> Source document:

------------------------

The following is a guest contribution. Reuters is not responsible for the content and the views expressed are the author’s alone. The author is Program Director at the Interfaith Center of New York. He is writing a book about Interfaith and Civil Society.
The choice of Rick Warren to deliver the inaugural invocation, and the drama surrounding it, was President-elect Barack Obama’s latest carefully planned move to prove that he is not a far out liberal, but instead mainstream. Obama is good at the art of compromise, but also at improvisation. The liberal outcry that followed, and his addition of the openly gay Episcopal bishop Gene Robinson to join the party, continues to demonstrate his skill as political tai chi master. (Photo: Obama and Warren at Saddleback Church,17 Aug 2008/Mark Avery)
But Obama would be more in keeping with his own sense of diversity if he had the first ever interfaith invocation. Instead of a single speaker from a single religion, why not have many from a diversity of faiths and political positions? Instead of a liberal Christian or an evangelical Christian, he could have a conservative Christian, a liberal Jew, and a Muslim, a Buddhist and a Hindu (or any such combination).

------------------------

> Provided material:
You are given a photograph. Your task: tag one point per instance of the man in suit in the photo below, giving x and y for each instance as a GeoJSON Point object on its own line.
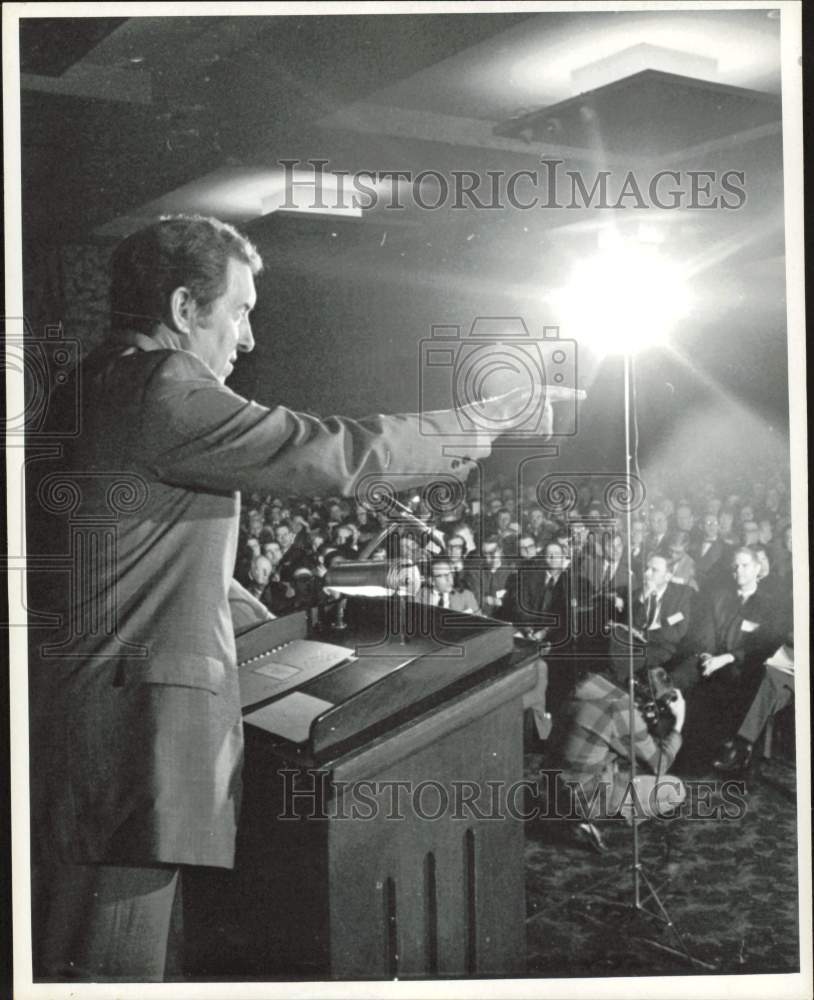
{"type": "Point", "coordinates": [656, 540]}
{"type": "Point", "coordinates": [136, 730]}
{"type": "Point", "coordinates": [738, 631]}
{"type": "Point", "coordinates": [488, 577]}
{"type": "Point", "coordinates": [662, 612]}
{"type": "Point", "coordinates": [711, 555]}
{"type": "Point", "coordinates": [682, 565]}
{"type": "Point", "coordinates": [442, 592]}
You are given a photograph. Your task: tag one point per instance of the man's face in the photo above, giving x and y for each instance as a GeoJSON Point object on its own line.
{"type": "Point", "coordinates": [684, 518]}
{"type": "Point", "coordinates": [260, 571]}
{"type": "Point", "coordinates": [442, 579]}
{"type": "Point", "coordinates": [677, 551]}
{"type": "Point", "coordinates": [491, 554]}
{"type": "Point", "coordinates": [710, 527]}
{"type": "Point", "coordinates": [657, 574]}
{"type": "Point", "coordinates": [764, 532]}
{"type": "Point", "coordinates": [455, 548]}
{"type": "Point", "coordinates": [554, 556]}
{"type": "Point", "coordinates": [273, 552]}
{"type": "Point", "coordinates": [745, 569]}
{"type": "Point", "coordinates": [750, 533]}
{"type": "Point", "coordinates": [612, 546]}
{"type": "Point", "coordinates": [218, 333]}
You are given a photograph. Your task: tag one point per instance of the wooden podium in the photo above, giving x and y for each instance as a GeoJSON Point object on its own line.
{"type": "Point", "coordinates": [397, 855]}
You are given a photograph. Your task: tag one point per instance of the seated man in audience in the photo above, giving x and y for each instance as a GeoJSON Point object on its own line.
{"type": "Point", "coordinates": [294, 555]}
{"type": "Point", "coordinates": [590, 744]}
{"type": "Point", "coordinates": [538, 526]}
{"type": "Point", "coordinates": [682, 565]}
{"type": "Point", "coordinates": [612, 576]}
{"type": "Point", "coordinates": [662, 612]}
{"type": "Point", "coordinates": [442, 592]}
{"type": "Point", "coordinates": [775, 692]}
{"type": "Point", "coordinates": [726, 527]}
{"type": "Point", "coordinates": [260, 572]}
{"type": "Point", "coordinates": [711, 557]}
{"type": "Point", "coordinates": [638, 554]}
{"type": "Point", "coordinates": [657, 539]}
{"type": "Point", "coordinates": [738, 630]}
{"type": "Point", "coordinates": [524, 587]}
{"type": "Point", "coordinates": [685, 521]}
{"type": "Point", "coordinates": [489, 581]}
{"type": "Point", "coordinates": [506, 531]}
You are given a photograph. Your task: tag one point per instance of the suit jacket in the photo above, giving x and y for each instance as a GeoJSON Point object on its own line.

------------------------

> Using the information:
[A] In the commentary on Obama's inaugural invocation, whom did Obama add after the liberal outcry over Rick Warren?
[B] Extend the commentary on Obama's inaugural invocation, starting after its last sentence.
These rows have nothing to do with the commentary on Obama's inaugural invocation.

> Answers per task:
[A] The openly gay Episcopal bishop Gene Robinson.

[B]
Interfaith as it has developed over the last century is often misunderstood. It does not mean many religious groups merging into a kind of single religion or religious Esperanto. Nor does it mean different religions holding hands in a kumbaya moment. Instead, good interfaith takes place when different religious traditions offer their own unique perspectives, one after another, in a shared public space. It allows people to remain who they are, amidst others who do the same.
Interfaith events hold the basic symbolic value of bringing everyone together, and this upcoming situation clearly calls for such a strategy. In fact it does so in Obama fashion far more than his current choice of a single conservative voice, no matter what his pragmatic arguments are.